■ ACTIVITY
Show each line of the material below that contains the string "clicks"; the match is case-sensitive.

(Segmentation mask data)

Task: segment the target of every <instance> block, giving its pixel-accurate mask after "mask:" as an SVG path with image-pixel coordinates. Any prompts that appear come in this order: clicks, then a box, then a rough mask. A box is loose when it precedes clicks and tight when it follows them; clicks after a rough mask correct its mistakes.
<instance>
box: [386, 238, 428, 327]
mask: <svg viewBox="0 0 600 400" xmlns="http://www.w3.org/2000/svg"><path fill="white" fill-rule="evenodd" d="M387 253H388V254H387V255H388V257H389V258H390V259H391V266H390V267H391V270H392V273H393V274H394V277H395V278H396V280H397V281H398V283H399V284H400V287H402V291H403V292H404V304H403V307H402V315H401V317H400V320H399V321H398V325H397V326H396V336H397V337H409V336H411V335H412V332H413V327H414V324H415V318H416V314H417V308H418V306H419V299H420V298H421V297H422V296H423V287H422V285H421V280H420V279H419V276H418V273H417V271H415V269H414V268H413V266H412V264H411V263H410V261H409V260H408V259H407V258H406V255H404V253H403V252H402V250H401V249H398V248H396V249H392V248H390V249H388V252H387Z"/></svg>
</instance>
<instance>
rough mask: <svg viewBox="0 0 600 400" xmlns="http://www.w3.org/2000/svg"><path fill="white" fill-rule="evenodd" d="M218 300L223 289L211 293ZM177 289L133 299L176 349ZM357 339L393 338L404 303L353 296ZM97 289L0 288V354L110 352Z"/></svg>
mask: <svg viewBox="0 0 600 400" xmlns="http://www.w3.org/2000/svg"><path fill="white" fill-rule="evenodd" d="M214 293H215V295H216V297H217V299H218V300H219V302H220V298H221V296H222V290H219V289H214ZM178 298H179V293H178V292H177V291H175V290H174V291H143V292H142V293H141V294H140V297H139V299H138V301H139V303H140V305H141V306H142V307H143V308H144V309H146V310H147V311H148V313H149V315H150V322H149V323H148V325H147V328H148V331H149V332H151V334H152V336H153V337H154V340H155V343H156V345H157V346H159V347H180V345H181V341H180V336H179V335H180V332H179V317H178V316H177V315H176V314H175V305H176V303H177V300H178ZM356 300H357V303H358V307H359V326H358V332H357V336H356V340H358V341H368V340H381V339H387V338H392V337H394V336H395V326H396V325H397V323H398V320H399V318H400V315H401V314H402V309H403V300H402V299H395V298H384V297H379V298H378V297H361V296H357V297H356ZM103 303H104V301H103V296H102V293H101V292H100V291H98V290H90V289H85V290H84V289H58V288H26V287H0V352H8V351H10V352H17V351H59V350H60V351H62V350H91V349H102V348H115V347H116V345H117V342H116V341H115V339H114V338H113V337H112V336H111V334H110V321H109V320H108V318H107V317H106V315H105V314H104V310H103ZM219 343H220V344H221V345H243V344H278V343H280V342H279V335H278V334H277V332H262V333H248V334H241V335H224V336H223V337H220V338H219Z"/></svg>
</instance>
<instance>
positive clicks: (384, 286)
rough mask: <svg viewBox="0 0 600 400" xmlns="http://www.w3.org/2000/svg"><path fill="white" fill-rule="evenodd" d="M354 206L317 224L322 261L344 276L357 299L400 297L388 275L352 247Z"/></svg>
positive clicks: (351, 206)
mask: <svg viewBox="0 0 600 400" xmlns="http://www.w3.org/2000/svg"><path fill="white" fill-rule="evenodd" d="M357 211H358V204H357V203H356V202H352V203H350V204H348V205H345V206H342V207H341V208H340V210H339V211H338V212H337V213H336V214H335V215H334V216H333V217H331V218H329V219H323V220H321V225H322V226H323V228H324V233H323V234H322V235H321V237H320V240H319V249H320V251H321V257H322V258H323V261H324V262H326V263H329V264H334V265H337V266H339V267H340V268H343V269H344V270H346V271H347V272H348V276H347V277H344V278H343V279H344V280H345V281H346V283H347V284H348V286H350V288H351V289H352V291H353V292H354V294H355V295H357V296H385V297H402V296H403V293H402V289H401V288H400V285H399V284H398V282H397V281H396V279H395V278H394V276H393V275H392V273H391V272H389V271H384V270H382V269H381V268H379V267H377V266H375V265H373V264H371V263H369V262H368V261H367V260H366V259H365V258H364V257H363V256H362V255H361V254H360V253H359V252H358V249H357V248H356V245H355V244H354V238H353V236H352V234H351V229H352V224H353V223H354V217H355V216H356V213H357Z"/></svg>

■ ANSWER BOX
Task: segment the target of every <instance> block, giving its pixel-accurate mask after "mask:" as an SVG path with image-pixel coordinates. Any prompts that appear come in this order: clicks, then a box, then a rough mask. A box is loose when it precedes clicks and tight when it follows them; clicks after a rough mask correct its mistakes.
positive clicks: (384, 286)
positive clicks: (351, 206)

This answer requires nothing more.